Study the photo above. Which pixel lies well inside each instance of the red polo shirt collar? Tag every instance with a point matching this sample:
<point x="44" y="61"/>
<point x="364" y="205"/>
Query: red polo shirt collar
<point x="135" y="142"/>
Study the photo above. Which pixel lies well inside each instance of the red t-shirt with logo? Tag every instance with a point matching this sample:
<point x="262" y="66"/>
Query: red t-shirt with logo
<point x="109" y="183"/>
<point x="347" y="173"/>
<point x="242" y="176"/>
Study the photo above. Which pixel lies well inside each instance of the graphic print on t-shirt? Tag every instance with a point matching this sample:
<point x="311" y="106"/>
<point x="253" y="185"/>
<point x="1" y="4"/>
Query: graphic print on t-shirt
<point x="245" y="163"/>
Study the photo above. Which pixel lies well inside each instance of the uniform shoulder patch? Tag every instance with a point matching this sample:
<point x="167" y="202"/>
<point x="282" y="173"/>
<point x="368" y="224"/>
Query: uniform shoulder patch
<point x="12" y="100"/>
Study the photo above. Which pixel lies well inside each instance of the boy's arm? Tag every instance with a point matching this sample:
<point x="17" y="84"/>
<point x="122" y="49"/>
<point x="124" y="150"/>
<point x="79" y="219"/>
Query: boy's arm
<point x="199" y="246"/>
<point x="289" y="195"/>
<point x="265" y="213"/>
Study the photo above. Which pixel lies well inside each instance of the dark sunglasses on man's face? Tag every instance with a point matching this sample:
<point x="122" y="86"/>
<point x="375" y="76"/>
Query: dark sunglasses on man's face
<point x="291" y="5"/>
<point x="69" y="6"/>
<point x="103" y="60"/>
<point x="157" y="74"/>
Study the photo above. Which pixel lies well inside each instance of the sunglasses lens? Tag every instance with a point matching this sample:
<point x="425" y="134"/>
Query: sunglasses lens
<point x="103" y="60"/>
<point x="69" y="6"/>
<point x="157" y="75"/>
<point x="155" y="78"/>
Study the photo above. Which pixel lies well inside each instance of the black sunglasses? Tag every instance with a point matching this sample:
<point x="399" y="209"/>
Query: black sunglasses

__To do__: Print unchanged every line of the entries from the one containing "of the sunglasses" through the last line of the entries, inclusive.

__Solution to this exercise__:
Study the photo above. Which pixel lies well inside each instance of the sunglasses lens? Tag every instance with a point matching this sample:
<point x="425" y="134"/>
Query: sunglasses lens
<point x="103" y="60"/>
<point x="69" y="6"/>
<point x="157" y="75"/>
<point x="155" y="78"/>
Study the photo above. Which pixel lies well inside each instance of the black sunglasses? Tag every instance with a point matching this sample:
<point x="399" y="209"/>
Query: black sunglasses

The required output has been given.